[start of Extracted records]

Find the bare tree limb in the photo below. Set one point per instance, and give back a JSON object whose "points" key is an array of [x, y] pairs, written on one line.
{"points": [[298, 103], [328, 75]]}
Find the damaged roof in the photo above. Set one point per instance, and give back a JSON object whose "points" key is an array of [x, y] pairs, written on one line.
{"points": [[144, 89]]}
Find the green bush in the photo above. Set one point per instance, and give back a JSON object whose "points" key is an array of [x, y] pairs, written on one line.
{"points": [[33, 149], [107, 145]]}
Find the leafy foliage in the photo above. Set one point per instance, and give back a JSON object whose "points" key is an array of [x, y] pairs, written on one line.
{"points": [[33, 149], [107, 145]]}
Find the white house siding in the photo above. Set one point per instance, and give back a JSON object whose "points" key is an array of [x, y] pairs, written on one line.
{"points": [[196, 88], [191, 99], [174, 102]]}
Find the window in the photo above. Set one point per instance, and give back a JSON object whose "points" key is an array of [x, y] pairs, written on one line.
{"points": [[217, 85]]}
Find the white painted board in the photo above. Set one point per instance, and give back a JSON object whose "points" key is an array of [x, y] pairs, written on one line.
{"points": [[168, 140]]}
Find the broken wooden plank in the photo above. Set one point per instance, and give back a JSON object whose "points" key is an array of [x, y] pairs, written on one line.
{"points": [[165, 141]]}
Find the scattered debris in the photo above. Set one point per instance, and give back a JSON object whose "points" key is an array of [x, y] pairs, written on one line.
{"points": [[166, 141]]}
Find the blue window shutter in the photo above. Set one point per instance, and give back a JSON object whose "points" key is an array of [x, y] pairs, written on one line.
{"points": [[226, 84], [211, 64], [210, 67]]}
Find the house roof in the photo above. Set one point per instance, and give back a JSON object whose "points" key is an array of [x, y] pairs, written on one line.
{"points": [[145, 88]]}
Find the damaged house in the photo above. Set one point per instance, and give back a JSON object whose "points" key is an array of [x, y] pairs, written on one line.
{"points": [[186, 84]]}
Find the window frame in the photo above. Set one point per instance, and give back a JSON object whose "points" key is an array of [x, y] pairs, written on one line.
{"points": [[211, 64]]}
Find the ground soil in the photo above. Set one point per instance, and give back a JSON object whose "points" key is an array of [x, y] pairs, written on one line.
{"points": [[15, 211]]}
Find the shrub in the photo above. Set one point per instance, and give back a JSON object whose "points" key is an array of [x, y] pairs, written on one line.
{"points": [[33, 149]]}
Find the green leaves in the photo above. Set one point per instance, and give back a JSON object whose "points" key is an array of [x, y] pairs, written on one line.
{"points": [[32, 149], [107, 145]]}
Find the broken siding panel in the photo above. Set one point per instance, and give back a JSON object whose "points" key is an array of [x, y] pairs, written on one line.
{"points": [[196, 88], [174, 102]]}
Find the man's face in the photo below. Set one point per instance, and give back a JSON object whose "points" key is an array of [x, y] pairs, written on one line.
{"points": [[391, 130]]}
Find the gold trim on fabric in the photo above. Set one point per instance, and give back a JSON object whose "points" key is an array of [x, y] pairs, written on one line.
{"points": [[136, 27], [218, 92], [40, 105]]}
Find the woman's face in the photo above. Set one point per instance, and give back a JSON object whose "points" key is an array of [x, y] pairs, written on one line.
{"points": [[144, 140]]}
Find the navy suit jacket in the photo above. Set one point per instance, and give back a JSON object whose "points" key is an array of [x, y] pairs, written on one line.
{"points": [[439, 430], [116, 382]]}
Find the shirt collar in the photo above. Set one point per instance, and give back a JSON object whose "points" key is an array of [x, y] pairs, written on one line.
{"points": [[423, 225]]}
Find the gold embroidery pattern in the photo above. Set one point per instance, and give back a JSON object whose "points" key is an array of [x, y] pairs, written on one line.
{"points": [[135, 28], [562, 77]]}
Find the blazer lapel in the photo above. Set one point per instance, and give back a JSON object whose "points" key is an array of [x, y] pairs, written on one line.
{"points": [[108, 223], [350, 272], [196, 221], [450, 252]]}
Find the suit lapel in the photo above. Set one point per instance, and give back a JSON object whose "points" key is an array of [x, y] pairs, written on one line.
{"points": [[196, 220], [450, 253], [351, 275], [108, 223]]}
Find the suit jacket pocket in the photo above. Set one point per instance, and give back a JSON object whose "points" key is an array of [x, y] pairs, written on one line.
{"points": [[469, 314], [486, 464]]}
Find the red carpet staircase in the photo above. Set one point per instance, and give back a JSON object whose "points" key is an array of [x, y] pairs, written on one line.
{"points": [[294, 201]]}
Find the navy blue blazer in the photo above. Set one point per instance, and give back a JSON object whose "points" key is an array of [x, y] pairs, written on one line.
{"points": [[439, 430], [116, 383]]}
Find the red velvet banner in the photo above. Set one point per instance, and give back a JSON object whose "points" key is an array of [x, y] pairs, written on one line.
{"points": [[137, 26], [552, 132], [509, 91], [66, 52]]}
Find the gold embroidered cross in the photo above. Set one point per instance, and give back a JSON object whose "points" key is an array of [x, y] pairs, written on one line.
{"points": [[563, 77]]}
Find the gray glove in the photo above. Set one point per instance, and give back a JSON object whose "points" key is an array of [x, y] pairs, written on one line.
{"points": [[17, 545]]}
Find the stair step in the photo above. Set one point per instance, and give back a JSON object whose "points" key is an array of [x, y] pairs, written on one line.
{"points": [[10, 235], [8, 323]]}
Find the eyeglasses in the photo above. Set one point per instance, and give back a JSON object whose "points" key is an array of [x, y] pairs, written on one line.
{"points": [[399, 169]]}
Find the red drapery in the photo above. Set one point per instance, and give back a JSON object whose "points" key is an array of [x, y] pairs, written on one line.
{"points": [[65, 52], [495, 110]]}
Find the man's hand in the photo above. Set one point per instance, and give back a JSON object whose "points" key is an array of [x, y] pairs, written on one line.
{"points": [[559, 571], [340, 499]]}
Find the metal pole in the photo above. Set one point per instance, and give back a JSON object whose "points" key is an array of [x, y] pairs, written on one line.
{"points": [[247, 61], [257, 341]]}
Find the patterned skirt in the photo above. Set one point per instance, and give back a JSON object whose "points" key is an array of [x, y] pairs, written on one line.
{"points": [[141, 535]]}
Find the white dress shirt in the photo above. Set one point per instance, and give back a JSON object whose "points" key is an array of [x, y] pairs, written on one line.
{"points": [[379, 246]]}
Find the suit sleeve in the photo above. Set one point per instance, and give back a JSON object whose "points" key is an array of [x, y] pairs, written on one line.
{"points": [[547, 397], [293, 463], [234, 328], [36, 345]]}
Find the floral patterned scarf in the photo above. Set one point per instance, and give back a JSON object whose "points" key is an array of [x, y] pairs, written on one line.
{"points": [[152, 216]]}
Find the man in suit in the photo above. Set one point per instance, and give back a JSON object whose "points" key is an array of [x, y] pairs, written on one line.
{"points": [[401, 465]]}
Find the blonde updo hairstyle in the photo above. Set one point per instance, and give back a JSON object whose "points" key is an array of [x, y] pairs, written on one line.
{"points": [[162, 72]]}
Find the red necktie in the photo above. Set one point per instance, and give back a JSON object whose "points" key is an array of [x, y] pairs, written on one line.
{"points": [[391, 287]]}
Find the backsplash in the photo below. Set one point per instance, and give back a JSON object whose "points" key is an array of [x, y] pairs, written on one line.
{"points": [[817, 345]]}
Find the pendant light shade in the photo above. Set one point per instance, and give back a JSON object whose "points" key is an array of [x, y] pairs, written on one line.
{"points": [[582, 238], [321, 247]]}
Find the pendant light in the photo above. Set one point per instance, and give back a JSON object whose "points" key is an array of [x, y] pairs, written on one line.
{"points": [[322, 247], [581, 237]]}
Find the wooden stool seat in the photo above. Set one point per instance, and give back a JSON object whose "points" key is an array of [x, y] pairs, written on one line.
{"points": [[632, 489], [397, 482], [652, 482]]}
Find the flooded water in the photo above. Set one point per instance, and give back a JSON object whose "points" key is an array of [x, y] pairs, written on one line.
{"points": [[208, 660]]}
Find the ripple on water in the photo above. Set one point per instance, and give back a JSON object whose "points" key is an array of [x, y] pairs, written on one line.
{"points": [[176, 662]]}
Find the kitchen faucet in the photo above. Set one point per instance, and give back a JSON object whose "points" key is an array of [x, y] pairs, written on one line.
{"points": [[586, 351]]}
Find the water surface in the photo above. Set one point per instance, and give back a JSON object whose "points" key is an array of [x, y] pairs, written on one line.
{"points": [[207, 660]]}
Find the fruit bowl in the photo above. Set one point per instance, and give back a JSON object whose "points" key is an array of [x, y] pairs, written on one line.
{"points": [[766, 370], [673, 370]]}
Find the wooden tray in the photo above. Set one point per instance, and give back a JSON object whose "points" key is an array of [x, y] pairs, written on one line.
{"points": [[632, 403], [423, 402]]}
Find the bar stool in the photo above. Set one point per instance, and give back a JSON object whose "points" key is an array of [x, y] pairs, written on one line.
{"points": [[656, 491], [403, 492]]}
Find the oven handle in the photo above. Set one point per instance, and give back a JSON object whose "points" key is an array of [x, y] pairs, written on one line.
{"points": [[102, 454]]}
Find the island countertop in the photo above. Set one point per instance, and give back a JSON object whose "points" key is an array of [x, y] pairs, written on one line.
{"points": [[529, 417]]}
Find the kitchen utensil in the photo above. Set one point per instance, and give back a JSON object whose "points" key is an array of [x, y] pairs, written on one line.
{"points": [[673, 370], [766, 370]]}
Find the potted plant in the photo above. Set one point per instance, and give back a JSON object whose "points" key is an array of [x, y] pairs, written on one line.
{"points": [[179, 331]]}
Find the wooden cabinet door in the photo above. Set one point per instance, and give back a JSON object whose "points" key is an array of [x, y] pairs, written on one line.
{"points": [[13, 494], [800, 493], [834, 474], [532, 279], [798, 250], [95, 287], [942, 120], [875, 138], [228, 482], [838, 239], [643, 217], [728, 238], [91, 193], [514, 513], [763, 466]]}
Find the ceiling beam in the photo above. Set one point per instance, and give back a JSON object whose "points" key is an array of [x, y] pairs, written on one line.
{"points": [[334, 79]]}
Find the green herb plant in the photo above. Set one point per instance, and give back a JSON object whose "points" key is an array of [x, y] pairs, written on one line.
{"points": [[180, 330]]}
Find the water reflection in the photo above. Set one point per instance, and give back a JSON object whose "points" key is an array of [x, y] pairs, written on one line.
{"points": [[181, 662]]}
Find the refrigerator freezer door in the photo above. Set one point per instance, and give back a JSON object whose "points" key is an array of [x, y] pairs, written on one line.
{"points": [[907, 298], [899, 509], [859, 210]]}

[end of Extracted records]

Work required: Extract verbatim the rows beginning with the line that contains "Find the refrigerator" and ending with the last row, both included.

Response to this task:
Find the refrigerator freezer door in the photo above. Set one point per instance, and give back a JSON object whose "points" key is an array of [x, y] pairs, written on one line.
{"points": [[907, 298], [899, 509], [859, 210]]}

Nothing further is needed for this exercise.